[DATA SHOWN start]
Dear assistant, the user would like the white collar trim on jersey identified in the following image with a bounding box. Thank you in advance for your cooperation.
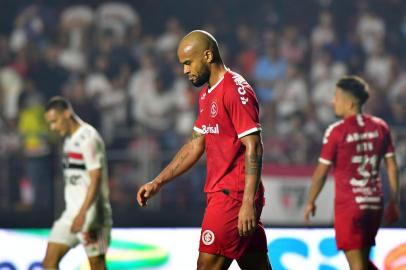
[207,68,229,94]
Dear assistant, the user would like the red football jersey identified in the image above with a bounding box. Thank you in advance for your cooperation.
[194,70,263,199]
[319,114,394,210]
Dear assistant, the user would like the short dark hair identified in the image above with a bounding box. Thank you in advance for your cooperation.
[336,76,369,106]
[45,96,72,112]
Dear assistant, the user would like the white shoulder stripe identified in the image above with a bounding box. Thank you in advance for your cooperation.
[323,120,344,144]
[319,157,332,165]
[238,127,262,139]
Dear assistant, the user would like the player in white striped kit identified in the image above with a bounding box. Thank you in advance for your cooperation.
[43,97,112,269]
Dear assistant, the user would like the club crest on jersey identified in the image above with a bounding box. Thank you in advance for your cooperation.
[202,124,220,134]
[210,101,218,118]
[202,230,215,246]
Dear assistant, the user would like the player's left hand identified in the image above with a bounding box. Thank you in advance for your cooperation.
[303,202,316,224]
[238,203,257,236]
[70,213,85,233]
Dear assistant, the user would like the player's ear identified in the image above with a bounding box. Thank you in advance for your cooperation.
[62,110,72,119]
[204,50,214,64]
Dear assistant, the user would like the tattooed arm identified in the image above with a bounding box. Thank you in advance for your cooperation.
[137,131,205,206]
[238,132,263,236]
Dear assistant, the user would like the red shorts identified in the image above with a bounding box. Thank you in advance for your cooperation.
[334,209,382,250]
[199,192,268,260]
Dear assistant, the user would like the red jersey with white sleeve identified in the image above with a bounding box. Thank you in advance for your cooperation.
[319,114,394,211]
[194,70,263,199]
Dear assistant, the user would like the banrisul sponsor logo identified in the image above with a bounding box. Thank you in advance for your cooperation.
[202,124,220,134]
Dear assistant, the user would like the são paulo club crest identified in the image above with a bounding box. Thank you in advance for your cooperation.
[210,100,218,118]
[202,230,214,246]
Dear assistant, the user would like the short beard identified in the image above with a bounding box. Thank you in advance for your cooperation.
[192,70,210,87]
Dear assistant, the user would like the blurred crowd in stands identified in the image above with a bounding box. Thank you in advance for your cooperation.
[0,0,406,226]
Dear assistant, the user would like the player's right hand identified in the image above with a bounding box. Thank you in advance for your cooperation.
[137,181,160,207]
[383,200,400,225]
[304,203,316,224]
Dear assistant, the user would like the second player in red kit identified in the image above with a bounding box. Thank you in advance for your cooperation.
[305,76,399,269]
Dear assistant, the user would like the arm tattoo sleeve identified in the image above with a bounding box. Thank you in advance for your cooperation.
[245,154,262,176]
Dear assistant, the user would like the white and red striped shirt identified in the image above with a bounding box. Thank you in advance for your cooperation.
[62,121,112,231]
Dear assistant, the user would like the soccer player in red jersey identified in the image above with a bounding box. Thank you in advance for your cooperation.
[137,30,271,270]
[304,76,399,270]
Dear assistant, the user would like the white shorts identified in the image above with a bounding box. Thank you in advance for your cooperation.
[48,218,111,257]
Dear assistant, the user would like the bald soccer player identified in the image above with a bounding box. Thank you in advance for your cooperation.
[137,30,272,270]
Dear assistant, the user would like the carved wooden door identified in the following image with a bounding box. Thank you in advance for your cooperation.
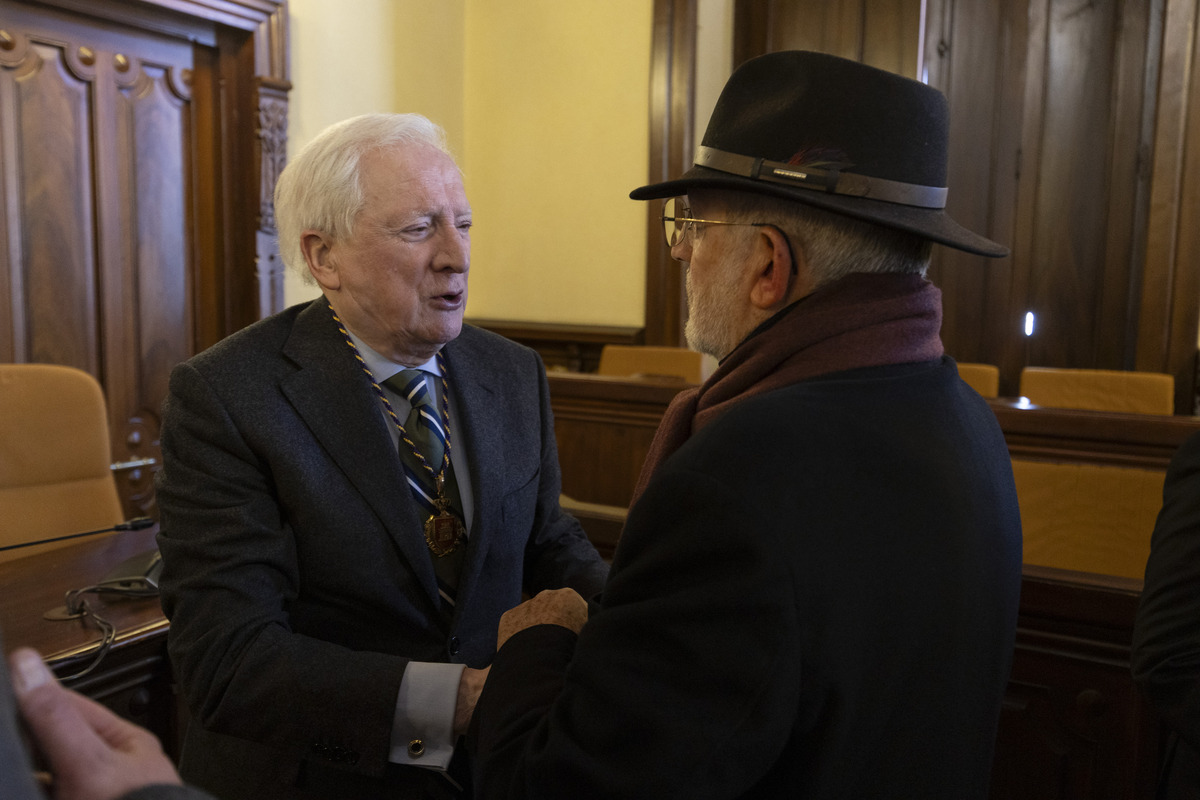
[0,2,199,520]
[DATA SHOWN end]
REQUIRED TASK: Rewrite the listing above with every "user" swapped for "client" and everything else unchanged, omitting the pictures.

TASK RESULT:
Dear assistant, the client would like the white collar trim on jersey identified in the following image with a bounding box. Thank you in advance for your cooperation.
[207,68,229,94]
Dear assistant, the client would like the red football jersey identified in the image above with a bounding box. Thank you in advance for your cooperation.
[194,70,263,199]
[319,114,394,210]
Dear assistant, the client would like the short dark hair identified in the image above with a bounding box. Thank you in advance for your cooperation.
[336,76,369,106]
[45,96,72,112]
Dear assistant, the client would like the white shoulder stripe identified in the image above with a bounding box. Thank you in advance for your cooperation.
[323,120,344,144]
[319,157,332,165]
[238,127,262,139]
Dear assistant, the client would like the player in white striped kit identified in the image above with a bounding box. Thank you in advance for your cooperation.
[43,97,112,269]
Dear assistant, the client would like the club crest on jersey identified in the image above with a bounding box. Thank you in advance for your cooperation.
[202,124,220,134]
[210,101,218,118]
[202,230,215,246]
Dear assistant, the client would like the player's left hand identified in the image above with a bounding box. Thank you in advance for your cooperation.
[303,202,316,224]
[238,203,257,236]
[70,213,85,233]
Dear assistant, the client would like the player's ear identified in the image above with a bounding box. Thank you in advance for your cooperation.
[62,110,72,119]
[204,50,214,64]
Dear assistant, the client would like the tattooed arm identified in the image above with a bounding box. Thank you in advance for your cooperation.
[137,131,205,206]
[238,132,263,236]
Dear assistant, the client would like the red shorts identified in the image above with a bounding box. Thank you in advance for your cooperation.
[334,209,382,250]
[199,192,268,260]
Dear assistant, the client would like the red jersey with white sleeve identified in the image above with a bounding box. Thank you in advance for your cooperation.
[319,114,394,211]
[194,70,263,199]
Dear assistant, the client would like the banrisul sponsor logo identified in the image above with a bounding box. Thank you in advance for your cooperation.
[202,124,220,134]
Dear assistant, the client would like the são paulo club crest identified in the image above with a bounding box. Thank you in advance for your cooperation.
[210,100,218,118]
[202,230,214,246]
Dear assistant, the client would like the short beard identified in the image above with a bounding box. Thank you in advance for your cooperation.
[192,70,210,87]
Dear assistant, the client would like the blurred crowd in stands identified in the image above with a bounding box. Thank you in advance for your cooperation.
[0,0,406,226]
Dear assistant, the client would like the player's right hand identified in the image above with a bounding box. Thank you in advance for your cooperation.
[137,181,160,207]
[383,200,400,225]
[304,203,316,224]
Dear assistant, the client would like the second player in red kit identified in the image above with a bounding box. Thank you in advance for your cooperation.
[305,76,399,269]
Dear assistant, the client would like the arm tattoo sleeve identified in the image above with a bounding box. Thank you in advance for your cooperation.
[245,154,262,176]
Dear assistant, the client would like the white and red striped shirt identified in the image above with a bounding box. Thank you in advance for your cooperation.
[62,121,112,231]
Dear assistant, the client would like the soccer player in red jersey identified in the image above with a bounding box. Thank you in advance for your cooperation.
[137,30,271,270]
[304,76,399,270]
Dear assistant, the client would like the white shorts identified in the image above with a bounding box. Thank you in advance for your cooperation.
[48,218,111,257]
Dear assistant, the client would like the bald soccer player identified in the image above with a bounding box. Thank you in advance for your cooperation.
[137,30,272,270]
Dear assistant, the client would like the carved wooden door identified in the following image with a bounding box. Thank you in advance for your cooperation.
[0,2,199,520]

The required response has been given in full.